**Items from a dataset:**
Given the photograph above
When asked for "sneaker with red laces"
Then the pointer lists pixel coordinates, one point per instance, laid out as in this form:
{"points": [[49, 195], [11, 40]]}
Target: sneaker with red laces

**Given exercise:**
Can you turn the lines of every item above into a numbered list, leaving out any blank lines?

**Expected output:**
1. Given the photograph above
2. When asked for "sneaker with red laces"
3. Then the pointer lists pixel coordinates, one point per instance, laid out as in this form:
4. {"points": [[49, 195], [11, 40]]}
5. Target: sneaker with red laces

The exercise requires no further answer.